- Polecenie A: Co według informacji o plikach cookies w treści dokumentu oznacza dalsze korzystanie z serwisów bez zmiany ustawień przeglądarki? Odpowiedz jednym zdaniem.
- Polecenie B: Dopisz dalszy ciąg artykułu o wypadku generała Kaliskiego pod Wyszewem, zaczynając tuż po ostatnim zdaniu.

Informacja dotycząca polityki plików cookies: Informujemy, iż w naszych serwisach internetowych korzystamy z informacji zapisanych za pomocą plików cookies na urządzeniach końcowych użytkowników. Dalsze korzystanie z naszych serwisów, bez zmiany ustawień przeglądarki internetowej oznacza, iż użytkownik akceptuje politykę stosowania plików cookies, opisaną w Polityce prywatności. Zamknij.
Koszalin, Poland
wydarzenia

Podkoszalińska droga miejscem zamachu KGB?

Autor Paweł Kaczor / info. wiadomosci.onet.pl/Maciej Stańczyk / fot. Lech Charewicz/East News 20 Sierpnia 2014 godz. 16:18
Jest sierpień 1978 roku. Generał Sylwester Kaliski prowadzi swojego fiata mirafiori. W pobliżu podkoszalińskiego Wyszewa, na prostym odcinku drogi uderza w drzewo. Doznaje ciężkiego urazu głowy. Kilka tygodni później umiera.

- Wybrane pozycje:

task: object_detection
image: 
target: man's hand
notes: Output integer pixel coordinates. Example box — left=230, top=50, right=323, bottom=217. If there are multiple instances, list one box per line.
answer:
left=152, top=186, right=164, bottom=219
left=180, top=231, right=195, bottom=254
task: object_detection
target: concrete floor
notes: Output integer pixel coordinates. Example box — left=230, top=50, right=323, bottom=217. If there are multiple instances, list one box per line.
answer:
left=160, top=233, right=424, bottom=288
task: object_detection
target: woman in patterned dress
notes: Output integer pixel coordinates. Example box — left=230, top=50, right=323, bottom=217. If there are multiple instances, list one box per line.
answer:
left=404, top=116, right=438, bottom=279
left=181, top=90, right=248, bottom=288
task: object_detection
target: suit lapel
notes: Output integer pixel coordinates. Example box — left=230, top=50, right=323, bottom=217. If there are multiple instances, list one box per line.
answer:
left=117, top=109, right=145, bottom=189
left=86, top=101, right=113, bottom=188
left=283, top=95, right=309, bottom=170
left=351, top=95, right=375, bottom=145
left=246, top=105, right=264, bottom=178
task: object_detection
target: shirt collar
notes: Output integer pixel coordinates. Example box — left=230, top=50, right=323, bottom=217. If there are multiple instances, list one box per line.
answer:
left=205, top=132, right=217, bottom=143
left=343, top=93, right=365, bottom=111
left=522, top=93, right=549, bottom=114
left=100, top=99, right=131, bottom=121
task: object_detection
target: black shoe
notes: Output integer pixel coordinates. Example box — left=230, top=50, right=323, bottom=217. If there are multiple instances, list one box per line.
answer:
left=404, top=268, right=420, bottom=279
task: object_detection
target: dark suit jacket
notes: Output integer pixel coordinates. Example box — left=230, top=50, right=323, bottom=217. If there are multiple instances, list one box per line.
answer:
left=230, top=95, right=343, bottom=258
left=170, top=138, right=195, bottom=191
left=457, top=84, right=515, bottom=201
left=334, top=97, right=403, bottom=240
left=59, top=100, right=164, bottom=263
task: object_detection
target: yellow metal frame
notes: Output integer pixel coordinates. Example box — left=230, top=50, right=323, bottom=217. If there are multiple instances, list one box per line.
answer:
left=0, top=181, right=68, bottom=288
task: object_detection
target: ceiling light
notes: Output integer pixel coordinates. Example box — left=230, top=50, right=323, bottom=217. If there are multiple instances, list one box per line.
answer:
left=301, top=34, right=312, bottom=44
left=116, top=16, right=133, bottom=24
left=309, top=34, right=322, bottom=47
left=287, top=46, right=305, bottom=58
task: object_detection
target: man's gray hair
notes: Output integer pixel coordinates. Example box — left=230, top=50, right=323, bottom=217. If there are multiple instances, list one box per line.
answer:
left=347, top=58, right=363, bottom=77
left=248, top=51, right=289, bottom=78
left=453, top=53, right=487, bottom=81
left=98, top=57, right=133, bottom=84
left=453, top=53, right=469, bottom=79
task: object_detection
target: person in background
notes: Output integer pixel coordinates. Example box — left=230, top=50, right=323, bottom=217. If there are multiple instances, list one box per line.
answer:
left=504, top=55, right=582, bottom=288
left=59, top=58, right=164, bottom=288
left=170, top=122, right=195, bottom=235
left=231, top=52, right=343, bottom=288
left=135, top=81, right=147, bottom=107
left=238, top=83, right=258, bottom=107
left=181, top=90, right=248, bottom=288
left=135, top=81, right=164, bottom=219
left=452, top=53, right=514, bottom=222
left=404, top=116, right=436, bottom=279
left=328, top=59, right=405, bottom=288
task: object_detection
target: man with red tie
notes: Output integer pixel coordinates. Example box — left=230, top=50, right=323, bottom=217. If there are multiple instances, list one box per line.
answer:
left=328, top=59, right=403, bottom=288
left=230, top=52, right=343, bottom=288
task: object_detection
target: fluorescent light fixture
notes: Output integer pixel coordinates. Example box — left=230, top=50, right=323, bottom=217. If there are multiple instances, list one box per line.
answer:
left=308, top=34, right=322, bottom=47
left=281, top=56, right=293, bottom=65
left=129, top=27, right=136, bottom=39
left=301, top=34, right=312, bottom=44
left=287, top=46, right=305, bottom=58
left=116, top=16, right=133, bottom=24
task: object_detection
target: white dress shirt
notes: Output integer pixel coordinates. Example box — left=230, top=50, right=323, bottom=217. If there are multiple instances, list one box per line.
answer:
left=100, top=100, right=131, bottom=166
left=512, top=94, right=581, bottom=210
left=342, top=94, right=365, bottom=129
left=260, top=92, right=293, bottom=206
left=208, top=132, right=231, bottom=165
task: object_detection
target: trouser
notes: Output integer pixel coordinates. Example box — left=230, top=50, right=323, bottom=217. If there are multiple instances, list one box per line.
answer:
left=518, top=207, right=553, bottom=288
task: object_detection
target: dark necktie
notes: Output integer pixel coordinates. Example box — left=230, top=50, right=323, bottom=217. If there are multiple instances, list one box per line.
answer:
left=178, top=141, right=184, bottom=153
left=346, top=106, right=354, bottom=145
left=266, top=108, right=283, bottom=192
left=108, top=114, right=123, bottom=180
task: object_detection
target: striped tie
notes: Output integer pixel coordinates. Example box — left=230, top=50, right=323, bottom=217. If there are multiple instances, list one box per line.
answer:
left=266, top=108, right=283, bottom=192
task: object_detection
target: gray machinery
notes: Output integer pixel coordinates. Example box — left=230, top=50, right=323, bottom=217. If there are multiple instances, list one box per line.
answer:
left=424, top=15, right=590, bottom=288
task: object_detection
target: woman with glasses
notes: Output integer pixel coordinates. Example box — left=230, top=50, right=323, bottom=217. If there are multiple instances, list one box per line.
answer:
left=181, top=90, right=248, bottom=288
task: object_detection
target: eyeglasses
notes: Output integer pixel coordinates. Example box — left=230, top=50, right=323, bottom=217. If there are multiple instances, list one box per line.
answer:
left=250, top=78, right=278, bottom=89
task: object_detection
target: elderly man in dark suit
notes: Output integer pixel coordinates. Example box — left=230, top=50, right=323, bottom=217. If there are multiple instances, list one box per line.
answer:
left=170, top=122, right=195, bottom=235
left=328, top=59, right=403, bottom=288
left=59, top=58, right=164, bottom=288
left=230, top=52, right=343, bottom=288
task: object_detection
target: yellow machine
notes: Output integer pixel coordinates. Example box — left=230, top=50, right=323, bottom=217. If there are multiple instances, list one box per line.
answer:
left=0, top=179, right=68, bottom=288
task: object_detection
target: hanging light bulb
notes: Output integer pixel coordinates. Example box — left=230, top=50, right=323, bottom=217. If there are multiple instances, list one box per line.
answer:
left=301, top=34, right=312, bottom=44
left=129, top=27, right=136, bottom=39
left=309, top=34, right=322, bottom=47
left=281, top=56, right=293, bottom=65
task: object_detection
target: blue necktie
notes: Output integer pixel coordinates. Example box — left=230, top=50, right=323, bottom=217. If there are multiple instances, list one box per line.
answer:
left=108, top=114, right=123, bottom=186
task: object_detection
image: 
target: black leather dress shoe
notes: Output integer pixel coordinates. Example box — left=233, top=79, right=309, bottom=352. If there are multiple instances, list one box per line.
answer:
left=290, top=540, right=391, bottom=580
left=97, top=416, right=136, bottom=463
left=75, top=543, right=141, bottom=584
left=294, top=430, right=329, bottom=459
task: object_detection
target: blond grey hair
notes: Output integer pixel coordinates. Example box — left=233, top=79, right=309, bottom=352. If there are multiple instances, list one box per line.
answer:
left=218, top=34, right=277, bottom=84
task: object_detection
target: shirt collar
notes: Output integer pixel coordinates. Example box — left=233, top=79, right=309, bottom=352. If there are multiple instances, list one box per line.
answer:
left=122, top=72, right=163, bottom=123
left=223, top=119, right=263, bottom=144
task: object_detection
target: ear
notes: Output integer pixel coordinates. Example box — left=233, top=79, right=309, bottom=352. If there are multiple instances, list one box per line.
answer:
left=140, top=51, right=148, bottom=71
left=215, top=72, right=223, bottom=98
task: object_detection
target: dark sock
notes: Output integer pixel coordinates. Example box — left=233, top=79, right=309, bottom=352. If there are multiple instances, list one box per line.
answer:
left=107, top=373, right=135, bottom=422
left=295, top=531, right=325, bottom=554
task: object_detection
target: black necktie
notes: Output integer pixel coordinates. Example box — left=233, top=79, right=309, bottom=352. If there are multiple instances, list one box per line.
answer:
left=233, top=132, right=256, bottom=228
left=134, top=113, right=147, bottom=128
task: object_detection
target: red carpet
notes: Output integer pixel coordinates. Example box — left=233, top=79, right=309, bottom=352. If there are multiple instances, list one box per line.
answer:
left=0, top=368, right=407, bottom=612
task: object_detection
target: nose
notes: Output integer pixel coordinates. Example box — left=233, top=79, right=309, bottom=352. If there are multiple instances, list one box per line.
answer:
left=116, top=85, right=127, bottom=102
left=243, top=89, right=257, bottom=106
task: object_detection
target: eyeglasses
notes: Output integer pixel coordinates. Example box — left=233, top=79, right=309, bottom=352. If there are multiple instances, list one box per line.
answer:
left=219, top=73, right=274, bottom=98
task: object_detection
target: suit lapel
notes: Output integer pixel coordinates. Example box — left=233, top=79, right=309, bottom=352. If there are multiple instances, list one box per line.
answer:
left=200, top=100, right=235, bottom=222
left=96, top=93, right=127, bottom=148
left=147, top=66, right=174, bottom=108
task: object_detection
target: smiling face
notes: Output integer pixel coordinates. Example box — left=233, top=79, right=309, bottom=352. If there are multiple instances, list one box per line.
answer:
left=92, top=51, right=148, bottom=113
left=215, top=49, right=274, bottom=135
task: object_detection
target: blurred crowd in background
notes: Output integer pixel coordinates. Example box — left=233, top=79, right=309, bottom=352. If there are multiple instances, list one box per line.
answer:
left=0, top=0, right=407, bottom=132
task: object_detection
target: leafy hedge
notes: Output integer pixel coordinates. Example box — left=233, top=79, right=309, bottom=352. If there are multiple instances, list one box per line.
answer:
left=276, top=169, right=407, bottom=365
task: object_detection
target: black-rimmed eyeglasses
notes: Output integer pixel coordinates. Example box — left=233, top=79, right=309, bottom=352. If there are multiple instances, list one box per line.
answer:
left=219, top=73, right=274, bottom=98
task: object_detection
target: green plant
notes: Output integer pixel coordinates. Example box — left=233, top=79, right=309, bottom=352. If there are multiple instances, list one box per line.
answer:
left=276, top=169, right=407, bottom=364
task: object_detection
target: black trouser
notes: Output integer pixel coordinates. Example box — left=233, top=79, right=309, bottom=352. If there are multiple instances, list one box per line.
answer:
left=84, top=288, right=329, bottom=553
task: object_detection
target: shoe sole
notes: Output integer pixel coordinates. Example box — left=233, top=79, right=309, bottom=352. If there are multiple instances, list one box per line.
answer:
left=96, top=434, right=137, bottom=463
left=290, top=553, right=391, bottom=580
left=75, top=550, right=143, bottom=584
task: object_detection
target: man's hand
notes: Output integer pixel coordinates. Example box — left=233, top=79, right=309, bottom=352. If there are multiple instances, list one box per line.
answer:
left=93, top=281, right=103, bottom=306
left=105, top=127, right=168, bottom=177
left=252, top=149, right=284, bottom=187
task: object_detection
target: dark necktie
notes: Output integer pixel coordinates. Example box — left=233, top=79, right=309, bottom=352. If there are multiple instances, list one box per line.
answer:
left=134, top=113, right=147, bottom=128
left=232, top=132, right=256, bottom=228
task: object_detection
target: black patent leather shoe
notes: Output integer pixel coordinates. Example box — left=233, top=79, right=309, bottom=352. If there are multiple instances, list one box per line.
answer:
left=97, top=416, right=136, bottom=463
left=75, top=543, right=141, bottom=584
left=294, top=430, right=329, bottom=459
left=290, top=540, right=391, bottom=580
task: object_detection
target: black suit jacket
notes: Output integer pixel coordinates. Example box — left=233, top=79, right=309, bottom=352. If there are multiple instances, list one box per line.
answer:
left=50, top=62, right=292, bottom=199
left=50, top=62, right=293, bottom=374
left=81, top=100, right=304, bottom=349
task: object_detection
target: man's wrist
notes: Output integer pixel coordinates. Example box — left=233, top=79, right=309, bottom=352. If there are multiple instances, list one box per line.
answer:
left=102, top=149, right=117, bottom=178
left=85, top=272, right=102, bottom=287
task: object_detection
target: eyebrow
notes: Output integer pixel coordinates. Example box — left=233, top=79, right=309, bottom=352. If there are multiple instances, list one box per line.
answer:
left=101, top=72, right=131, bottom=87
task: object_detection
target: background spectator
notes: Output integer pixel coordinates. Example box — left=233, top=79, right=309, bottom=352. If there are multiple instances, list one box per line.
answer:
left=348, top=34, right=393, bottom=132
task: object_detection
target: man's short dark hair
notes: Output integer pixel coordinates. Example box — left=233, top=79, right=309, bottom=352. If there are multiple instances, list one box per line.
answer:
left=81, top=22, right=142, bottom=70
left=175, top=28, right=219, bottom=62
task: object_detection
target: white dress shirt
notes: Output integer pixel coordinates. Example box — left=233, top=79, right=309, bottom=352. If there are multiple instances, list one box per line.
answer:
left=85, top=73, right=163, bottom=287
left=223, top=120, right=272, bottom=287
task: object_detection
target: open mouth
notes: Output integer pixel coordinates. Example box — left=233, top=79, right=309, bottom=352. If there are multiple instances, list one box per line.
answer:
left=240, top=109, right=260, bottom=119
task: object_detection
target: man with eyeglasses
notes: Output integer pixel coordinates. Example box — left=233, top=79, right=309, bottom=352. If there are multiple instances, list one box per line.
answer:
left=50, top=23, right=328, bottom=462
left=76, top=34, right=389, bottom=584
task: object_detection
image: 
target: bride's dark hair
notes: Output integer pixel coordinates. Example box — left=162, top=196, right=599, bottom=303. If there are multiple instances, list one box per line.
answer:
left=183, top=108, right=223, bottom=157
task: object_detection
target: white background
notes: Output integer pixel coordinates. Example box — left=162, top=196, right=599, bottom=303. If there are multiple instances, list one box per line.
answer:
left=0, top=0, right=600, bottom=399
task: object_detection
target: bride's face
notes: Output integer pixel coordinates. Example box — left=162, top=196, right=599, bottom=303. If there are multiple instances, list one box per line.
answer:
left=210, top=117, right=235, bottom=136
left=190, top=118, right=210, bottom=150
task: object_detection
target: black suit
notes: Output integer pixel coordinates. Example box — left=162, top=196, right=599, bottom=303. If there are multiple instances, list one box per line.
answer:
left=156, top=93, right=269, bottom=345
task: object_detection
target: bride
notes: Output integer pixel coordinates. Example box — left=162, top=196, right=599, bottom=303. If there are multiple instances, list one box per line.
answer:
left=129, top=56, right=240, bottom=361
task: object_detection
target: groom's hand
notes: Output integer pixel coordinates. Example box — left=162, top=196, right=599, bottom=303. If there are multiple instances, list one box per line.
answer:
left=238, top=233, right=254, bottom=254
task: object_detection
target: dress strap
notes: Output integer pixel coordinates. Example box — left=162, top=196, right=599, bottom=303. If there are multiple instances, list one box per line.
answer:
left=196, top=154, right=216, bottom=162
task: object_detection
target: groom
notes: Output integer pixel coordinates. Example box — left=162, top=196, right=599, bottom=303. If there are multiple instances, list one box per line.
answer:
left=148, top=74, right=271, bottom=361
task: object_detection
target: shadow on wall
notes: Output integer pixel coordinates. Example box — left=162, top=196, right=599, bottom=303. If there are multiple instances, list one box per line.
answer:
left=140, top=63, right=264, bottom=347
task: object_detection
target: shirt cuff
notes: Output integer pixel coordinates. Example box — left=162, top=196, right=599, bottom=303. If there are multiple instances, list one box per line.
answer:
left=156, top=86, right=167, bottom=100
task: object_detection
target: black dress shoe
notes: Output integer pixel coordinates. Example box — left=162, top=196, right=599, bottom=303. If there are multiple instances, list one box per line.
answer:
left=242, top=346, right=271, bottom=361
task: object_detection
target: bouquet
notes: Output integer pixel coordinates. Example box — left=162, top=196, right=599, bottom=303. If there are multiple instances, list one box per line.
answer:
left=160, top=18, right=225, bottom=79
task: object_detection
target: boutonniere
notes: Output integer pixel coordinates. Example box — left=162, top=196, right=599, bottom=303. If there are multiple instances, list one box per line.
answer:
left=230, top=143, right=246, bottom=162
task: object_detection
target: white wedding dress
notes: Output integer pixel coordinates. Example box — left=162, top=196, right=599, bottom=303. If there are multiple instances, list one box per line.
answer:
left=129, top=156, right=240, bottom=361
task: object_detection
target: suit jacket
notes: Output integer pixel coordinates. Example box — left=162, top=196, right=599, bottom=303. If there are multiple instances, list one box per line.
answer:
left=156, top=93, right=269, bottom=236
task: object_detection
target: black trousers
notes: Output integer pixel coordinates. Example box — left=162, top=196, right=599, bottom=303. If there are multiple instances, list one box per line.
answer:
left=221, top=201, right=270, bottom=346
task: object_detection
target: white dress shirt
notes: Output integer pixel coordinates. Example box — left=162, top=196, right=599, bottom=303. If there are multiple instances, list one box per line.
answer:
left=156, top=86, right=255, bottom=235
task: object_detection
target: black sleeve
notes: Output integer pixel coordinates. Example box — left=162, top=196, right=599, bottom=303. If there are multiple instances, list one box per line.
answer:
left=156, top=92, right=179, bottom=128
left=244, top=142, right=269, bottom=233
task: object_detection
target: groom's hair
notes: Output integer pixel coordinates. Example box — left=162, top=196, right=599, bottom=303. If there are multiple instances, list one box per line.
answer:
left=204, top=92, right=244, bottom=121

- Wynik A: Oznacza to, że użytkownik akceptuje politykę stosowania plików cookies opisaną w Polityce prywatności.

- Wynik B:
Dziś, 36 lat po tym tragicznym wypadku, w wyniku którego w szpitalu umarł generał Kaliski nadal jest pełno domysłów i plotek. Głównie dlatego, że Kaliski był wybitnym polskim naukowcem. Prowadził badania nad syntezą termojądrową, a prywatnie był przyjacielem domu Edwarda Gierka. Kto i dlaczego miał zaplanować zamach na generała? Zwolennicy spiskowej teorii dziejów mają i na to pytanie odpowiedź. Informacja o śmierci jednego z najwybitniejszych polskich naukowców wstrząsnęła krajem.

 

Niemal momentalnie pojawiły się plotki. Niektórzy węszyli spisek z udziałem Komitetu Bezpieczeństwa Państwowego przy Radzie Ministrów ZSRR (tzw. KGB), które miało przeprowadzić zamach na gen. Kaliskiego. Profesor dowodził wtedy zespołem, który prowadził badania nad syntezą termojądrową, a według plotki nie był skory do dzielenia się wynikami swoich badań z sowieckimi naukowcami.

 

Pojawiły się również głosy, że w tajemnicy pracował on nad pierwszą polską bombą termojądrową, co miało nie spodobać się „Wielkiemu Bratu”. Informacje te nigdy nie zostały potwierdzone, a prokuratorzy wyjaśniający przyczyny wypadku profesora umorzyli śledztwo. W zamach nie wierzyła również rodzina generała oraz jego współpracownicy. Plotka jednak żyła swoim życiem.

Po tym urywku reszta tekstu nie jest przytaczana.